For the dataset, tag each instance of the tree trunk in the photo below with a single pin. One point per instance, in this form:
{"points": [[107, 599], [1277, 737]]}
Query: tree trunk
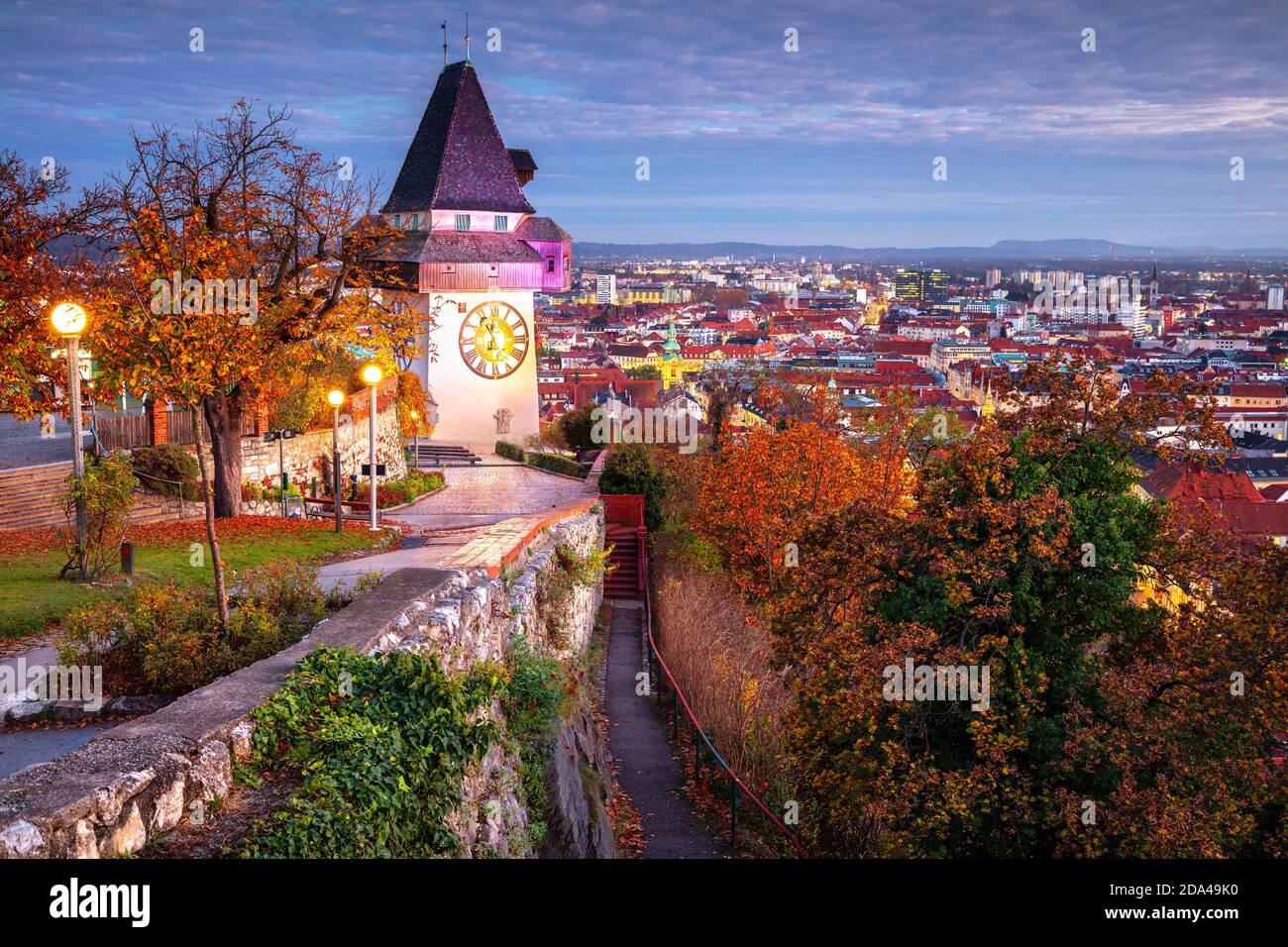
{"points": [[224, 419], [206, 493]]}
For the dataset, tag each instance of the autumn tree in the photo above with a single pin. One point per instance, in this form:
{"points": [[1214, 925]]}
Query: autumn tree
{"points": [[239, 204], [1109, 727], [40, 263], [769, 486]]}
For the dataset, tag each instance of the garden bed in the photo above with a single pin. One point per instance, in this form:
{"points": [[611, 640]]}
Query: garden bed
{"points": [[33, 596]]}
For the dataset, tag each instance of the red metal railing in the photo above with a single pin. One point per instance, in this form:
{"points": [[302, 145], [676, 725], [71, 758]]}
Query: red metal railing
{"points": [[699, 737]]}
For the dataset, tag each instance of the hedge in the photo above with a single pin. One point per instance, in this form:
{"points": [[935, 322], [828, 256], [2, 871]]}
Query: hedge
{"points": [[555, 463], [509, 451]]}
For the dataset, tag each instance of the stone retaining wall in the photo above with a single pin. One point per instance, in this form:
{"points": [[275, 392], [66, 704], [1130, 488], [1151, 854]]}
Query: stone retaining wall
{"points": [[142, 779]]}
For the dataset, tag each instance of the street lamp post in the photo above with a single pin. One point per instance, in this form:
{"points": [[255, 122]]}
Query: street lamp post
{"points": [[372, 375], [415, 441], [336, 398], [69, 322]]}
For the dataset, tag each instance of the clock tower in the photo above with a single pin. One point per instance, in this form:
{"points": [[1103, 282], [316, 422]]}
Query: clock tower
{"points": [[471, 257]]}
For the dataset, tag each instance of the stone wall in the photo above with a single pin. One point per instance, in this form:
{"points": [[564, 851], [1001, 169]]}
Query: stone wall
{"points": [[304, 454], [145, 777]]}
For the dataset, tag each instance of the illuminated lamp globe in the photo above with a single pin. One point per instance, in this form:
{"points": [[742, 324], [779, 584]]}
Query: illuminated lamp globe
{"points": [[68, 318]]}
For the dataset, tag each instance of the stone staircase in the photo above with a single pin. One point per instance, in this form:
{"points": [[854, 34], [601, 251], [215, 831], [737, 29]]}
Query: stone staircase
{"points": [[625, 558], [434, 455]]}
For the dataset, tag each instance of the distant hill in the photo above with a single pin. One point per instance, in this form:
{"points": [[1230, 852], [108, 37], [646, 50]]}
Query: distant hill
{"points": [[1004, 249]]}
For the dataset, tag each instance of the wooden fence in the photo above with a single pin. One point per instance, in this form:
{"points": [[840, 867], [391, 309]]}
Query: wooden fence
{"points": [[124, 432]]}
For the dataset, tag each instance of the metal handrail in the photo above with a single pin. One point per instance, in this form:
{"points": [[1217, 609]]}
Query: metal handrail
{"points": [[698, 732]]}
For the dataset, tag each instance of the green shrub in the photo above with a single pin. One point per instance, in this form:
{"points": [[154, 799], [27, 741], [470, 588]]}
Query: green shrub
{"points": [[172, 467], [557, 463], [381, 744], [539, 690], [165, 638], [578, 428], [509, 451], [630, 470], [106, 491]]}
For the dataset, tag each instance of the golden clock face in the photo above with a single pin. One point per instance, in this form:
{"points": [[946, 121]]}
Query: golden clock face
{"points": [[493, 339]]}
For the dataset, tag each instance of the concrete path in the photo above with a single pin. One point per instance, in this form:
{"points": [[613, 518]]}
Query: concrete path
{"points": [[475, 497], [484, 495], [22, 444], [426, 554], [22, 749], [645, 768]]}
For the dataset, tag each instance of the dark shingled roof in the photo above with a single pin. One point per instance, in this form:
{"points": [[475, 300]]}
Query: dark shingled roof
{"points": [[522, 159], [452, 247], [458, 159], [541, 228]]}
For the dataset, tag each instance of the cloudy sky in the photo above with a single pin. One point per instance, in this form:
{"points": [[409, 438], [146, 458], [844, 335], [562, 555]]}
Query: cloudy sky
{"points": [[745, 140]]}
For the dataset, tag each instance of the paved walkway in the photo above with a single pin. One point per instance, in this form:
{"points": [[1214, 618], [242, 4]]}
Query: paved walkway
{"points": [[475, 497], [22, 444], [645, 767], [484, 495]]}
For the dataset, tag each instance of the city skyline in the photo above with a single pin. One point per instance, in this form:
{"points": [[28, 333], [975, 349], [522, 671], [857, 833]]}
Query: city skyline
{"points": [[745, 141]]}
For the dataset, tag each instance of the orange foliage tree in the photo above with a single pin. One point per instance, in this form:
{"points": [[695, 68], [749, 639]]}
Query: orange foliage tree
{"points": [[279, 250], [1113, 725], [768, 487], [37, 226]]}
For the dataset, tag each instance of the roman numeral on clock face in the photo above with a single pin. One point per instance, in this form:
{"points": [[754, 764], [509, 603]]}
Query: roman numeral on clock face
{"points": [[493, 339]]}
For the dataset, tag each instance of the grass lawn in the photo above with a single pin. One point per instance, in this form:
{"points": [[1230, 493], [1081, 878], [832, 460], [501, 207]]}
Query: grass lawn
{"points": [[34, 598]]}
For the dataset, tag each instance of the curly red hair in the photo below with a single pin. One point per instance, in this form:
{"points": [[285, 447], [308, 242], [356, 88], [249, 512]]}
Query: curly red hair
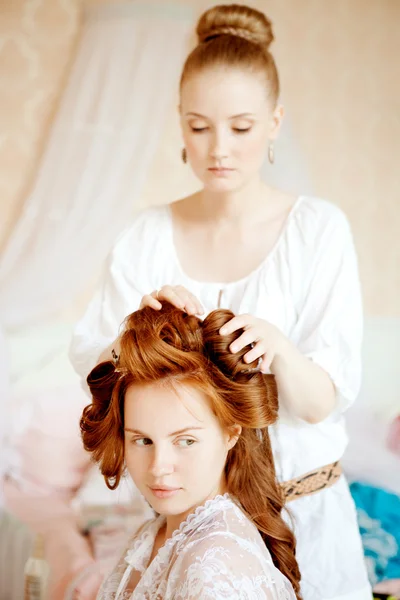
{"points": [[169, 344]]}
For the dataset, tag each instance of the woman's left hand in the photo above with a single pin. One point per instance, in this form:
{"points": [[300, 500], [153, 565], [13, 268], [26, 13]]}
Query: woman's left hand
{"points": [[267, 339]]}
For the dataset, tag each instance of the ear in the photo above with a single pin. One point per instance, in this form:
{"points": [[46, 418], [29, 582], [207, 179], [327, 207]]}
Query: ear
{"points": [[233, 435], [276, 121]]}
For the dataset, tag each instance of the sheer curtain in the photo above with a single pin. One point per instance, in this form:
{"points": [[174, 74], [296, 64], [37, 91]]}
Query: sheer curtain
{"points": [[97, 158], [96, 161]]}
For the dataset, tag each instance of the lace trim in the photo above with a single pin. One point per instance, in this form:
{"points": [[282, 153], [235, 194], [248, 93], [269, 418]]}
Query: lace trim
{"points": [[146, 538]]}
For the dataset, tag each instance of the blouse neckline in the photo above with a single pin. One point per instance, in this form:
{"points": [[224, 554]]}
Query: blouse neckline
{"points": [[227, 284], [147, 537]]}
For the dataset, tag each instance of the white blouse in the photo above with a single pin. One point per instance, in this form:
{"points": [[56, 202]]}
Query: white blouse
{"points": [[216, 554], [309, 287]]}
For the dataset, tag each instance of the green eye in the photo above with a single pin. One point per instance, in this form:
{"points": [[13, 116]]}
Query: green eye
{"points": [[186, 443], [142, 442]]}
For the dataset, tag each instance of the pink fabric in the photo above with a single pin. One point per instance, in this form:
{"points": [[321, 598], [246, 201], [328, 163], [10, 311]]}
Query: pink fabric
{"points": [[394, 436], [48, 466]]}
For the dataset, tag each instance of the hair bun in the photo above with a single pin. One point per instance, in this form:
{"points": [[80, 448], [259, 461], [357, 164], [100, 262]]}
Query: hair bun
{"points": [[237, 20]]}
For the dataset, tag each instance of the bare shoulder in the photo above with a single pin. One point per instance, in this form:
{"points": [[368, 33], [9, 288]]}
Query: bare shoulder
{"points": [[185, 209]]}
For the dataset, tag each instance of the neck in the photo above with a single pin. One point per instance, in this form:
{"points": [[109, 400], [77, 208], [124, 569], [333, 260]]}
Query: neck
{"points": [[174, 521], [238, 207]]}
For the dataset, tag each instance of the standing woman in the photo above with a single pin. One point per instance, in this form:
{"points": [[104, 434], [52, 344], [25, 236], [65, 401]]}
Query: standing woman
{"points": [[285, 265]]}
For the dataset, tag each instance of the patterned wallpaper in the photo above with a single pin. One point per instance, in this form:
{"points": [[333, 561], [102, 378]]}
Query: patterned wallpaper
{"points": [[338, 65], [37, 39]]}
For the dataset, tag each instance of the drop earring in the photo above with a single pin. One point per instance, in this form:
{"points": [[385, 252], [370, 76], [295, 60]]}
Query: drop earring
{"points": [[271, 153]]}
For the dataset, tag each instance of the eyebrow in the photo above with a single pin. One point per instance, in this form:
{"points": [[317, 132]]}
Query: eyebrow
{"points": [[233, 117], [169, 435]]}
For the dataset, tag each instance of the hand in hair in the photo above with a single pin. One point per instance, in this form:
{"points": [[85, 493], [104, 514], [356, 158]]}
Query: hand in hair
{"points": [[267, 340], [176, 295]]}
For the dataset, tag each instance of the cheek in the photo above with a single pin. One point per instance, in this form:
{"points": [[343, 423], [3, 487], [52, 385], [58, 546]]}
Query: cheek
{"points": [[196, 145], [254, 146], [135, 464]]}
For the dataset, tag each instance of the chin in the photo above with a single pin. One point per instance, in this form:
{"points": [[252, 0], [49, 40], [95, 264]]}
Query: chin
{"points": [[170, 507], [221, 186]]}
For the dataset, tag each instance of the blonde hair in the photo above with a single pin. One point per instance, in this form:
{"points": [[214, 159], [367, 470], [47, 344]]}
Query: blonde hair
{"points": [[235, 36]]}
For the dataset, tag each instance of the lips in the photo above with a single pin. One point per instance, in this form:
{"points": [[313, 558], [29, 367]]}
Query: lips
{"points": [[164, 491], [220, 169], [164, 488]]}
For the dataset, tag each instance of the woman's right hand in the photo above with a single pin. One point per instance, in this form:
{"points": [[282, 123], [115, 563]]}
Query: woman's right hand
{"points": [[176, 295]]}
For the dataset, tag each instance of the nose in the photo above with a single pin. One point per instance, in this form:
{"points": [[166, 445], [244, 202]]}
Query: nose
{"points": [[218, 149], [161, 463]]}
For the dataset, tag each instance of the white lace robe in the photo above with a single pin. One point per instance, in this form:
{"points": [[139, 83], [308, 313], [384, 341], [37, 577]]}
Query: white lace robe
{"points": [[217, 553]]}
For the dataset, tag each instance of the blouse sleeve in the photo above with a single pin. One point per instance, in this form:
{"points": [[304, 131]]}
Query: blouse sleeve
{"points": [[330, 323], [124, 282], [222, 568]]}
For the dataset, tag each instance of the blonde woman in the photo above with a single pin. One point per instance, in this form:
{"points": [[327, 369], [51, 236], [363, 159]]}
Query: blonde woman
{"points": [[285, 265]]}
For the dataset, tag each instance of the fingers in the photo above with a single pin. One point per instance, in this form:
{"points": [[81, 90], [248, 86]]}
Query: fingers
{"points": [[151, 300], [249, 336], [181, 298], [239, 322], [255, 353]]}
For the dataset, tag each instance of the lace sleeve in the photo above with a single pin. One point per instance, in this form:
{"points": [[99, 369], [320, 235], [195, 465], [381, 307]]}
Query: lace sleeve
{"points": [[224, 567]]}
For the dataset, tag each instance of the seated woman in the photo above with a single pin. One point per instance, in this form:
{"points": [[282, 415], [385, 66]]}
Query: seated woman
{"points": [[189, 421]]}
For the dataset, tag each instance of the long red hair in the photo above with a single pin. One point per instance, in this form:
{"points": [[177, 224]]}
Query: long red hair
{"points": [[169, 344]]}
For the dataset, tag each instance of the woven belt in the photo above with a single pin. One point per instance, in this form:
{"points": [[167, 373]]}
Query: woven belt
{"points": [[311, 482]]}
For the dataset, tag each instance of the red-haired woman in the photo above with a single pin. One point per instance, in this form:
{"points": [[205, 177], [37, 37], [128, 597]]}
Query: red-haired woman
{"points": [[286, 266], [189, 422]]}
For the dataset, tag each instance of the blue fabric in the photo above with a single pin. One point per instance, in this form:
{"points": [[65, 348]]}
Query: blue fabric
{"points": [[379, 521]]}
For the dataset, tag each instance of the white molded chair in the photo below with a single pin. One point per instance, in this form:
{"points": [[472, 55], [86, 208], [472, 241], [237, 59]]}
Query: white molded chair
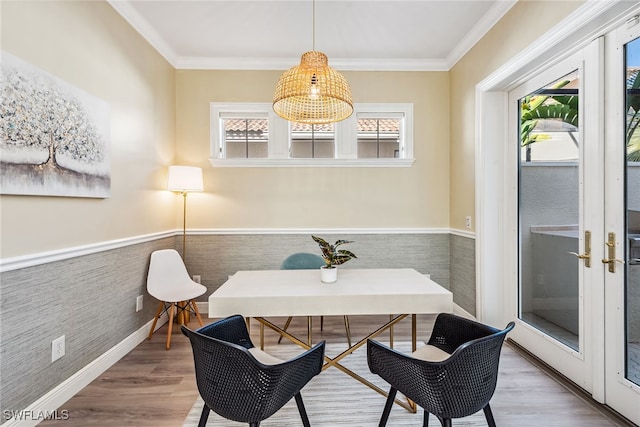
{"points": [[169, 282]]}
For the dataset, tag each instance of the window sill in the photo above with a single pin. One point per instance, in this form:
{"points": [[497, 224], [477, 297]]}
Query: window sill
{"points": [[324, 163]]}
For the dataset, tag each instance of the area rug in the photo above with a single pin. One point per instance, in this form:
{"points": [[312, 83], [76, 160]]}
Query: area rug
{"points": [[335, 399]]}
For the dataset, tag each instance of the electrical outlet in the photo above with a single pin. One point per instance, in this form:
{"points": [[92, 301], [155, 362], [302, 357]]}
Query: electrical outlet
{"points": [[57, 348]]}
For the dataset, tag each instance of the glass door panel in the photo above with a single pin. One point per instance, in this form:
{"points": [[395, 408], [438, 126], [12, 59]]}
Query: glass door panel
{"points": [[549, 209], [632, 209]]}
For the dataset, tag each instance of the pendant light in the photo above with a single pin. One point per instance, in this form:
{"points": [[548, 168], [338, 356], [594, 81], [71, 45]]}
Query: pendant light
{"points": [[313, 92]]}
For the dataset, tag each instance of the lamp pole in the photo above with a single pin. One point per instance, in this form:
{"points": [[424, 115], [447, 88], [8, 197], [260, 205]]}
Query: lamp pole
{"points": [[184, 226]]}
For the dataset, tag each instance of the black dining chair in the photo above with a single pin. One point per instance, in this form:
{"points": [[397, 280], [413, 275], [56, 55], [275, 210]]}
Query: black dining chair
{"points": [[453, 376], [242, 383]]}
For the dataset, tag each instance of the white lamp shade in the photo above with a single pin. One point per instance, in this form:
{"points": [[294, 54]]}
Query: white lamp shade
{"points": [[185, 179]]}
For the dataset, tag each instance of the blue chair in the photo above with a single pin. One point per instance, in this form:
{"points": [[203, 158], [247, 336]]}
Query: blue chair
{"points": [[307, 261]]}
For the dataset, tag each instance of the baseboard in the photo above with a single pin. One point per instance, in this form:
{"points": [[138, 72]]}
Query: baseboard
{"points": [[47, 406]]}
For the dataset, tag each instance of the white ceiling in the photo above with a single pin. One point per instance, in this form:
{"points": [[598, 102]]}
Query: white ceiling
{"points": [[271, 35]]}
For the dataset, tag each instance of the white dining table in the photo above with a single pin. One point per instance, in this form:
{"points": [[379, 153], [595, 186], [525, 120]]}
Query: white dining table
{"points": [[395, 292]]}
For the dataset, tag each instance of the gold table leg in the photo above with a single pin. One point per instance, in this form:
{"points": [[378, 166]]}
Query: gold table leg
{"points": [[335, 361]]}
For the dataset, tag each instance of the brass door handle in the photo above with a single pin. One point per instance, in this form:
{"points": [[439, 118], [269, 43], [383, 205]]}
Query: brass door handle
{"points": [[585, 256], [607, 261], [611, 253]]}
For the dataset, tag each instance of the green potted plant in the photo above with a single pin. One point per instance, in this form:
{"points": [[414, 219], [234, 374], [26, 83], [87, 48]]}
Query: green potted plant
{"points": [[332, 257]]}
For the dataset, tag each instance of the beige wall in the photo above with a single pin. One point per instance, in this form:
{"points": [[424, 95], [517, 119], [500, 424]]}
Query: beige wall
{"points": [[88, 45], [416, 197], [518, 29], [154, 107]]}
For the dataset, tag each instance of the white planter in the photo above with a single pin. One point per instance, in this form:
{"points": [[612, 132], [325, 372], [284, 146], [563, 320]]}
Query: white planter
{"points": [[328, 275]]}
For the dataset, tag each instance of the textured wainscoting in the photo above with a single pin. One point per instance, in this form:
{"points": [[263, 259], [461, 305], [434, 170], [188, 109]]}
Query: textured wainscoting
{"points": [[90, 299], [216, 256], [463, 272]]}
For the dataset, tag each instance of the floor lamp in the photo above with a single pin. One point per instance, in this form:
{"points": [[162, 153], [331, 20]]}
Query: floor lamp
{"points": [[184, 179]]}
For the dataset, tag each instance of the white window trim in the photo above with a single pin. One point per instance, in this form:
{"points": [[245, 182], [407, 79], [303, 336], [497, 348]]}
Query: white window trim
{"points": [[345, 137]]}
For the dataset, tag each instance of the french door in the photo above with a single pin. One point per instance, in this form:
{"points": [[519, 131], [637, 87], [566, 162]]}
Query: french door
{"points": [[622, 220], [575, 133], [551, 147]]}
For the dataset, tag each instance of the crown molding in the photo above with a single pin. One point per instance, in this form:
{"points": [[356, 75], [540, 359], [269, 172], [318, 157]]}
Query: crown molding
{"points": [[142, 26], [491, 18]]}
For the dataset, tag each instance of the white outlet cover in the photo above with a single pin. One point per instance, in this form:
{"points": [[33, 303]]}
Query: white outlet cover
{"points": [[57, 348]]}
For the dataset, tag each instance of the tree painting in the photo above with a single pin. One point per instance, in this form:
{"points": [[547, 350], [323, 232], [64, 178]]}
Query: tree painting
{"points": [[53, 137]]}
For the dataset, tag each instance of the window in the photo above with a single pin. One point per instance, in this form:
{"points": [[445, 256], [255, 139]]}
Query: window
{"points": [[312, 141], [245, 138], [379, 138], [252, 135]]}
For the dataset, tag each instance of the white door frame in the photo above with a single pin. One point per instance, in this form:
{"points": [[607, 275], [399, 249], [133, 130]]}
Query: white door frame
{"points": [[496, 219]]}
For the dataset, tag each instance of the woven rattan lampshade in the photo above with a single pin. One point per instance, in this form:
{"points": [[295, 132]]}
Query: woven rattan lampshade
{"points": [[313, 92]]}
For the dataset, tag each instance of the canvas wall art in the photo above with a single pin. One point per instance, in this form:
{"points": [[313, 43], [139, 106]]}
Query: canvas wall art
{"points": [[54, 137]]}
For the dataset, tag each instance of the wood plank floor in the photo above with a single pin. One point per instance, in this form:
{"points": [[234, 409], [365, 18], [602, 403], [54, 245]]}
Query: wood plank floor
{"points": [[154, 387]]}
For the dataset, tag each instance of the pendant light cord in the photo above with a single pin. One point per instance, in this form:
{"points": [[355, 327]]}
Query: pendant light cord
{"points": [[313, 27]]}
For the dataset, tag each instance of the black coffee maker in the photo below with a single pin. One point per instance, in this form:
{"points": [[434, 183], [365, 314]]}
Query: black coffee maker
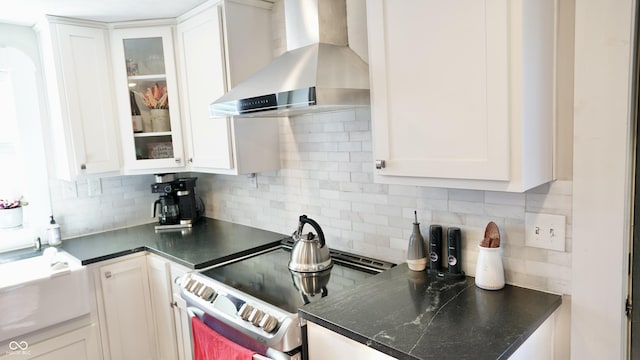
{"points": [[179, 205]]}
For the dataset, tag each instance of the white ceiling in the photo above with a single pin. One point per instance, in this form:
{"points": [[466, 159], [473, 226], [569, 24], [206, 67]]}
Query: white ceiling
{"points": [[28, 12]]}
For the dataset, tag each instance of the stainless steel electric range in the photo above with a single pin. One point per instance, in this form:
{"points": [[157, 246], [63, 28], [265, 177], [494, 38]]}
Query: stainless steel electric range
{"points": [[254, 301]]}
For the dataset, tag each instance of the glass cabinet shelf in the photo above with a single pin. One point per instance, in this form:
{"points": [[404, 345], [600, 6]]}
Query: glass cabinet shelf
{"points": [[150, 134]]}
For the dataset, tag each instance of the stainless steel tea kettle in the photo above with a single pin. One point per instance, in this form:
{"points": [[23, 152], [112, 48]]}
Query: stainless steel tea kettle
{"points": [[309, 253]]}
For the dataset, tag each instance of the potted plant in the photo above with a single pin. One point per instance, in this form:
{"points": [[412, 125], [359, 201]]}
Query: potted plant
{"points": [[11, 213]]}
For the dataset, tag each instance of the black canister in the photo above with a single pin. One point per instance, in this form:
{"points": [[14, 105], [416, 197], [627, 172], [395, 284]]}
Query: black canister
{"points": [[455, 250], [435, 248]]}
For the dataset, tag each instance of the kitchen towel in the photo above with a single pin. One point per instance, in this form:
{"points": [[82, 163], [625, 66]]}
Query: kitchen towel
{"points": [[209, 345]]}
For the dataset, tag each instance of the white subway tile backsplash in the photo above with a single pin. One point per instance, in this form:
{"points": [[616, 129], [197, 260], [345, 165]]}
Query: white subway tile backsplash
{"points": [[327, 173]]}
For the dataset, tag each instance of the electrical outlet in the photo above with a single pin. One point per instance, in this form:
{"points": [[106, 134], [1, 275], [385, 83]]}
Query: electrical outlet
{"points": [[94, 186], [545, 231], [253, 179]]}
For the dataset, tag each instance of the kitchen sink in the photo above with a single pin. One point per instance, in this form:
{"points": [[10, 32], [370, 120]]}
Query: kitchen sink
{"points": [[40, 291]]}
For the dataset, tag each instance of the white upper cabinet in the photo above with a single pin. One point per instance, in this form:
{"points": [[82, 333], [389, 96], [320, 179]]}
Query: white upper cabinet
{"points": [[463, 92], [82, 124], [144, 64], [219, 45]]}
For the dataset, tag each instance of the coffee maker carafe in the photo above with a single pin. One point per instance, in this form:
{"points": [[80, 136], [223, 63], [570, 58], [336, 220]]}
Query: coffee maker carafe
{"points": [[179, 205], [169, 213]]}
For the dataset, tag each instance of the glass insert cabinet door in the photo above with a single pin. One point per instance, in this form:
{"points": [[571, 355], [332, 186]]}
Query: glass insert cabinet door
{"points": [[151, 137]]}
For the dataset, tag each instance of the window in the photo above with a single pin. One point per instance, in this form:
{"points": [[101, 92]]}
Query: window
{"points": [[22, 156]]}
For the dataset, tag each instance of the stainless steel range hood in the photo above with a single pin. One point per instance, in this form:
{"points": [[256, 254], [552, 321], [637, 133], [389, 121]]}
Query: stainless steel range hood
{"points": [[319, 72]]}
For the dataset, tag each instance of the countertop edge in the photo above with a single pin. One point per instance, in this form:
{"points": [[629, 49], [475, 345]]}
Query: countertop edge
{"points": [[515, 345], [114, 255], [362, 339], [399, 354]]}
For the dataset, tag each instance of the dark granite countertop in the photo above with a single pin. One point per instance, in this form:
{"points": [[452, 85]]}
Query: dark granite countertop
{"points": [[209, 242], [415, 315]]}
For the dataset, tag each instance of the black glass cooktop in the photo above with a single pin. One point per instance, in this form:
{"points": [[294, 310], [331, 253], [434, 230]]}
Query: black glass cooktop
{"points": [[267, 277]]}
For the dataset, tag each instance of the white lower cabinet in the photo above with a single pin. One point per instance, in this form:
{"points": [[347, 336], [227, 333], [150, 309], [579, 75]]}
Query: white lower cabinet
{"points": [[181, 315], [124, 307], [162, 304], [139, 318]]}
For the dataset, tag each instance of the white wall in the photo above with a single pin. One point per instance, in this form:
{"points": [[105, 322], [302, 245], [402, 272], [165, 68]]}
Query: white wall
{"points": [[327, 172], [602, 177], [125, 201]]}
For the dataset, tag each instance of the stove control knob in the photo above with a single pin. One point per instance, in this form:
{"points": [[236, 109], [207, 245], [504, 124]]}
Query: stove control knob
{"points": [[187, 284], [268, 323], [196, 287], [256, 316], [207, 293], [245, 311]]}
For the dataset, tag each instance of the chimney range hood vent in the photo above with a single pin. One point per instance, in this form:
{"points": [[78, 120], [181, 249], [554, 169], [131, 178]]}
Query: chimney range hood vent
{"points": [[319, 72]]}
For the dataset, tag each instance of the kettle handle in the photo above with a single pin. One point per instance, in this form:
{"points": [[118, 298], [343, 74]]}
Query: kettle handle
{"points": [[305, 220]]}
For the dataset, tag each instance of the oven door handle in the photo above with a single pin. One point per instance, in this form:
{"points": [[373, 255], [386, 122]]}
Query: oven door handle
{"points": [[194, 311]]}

____

• _What the exercise asks_
Output exactly the span of lines from the top of the listing through the line holding "For the dataset, tag each instance of the stone retaining", and leave every picture out.

• _Solution_
For the dataset, tag each instance of the tree trunk in the photo below with a single pin. One point per instance, in this form:
{"points": [[107, 599], [1277, 737]]}
Query: tree trunk
{"points": [[224, 419], [206, 493]]}
For the dataset, tag each instance of the autumn tree in the photo above with a single pin. One point per instance, in this form:
{"points": [[1214, 925]]}
Query: autumn tree
{"points": [[239, 204], [1109, 727], [40, 263], [769, 486]]}
For the dataset, tag each instance of the garden bed in the photo above with a single pin. One point per instance, in this form:
{"points": [[611, 640]]}
Query: garden bed
{"points": [[33, 596]]}
For the dataset, tag each instance of the red metal railing in the photo above with a single pin. One point per instance, in this form:
{"points": [[302, 145], [676, 725], [71, 758]]}
Query: red metal railing
{"points": [[699, 737]]}
For the dataset, tag each instance of the hedge in the photo above with a single pin. One point per instance, in this form:
{"points": [[935, 322], [828, 256], [2, 871]]}
Query: hedge
{"points": [[555, 463], [509, 451]]}
For the dataset, tag each instance of the stone retaining wall in the photo above with a single pin. One point per instance, in this form:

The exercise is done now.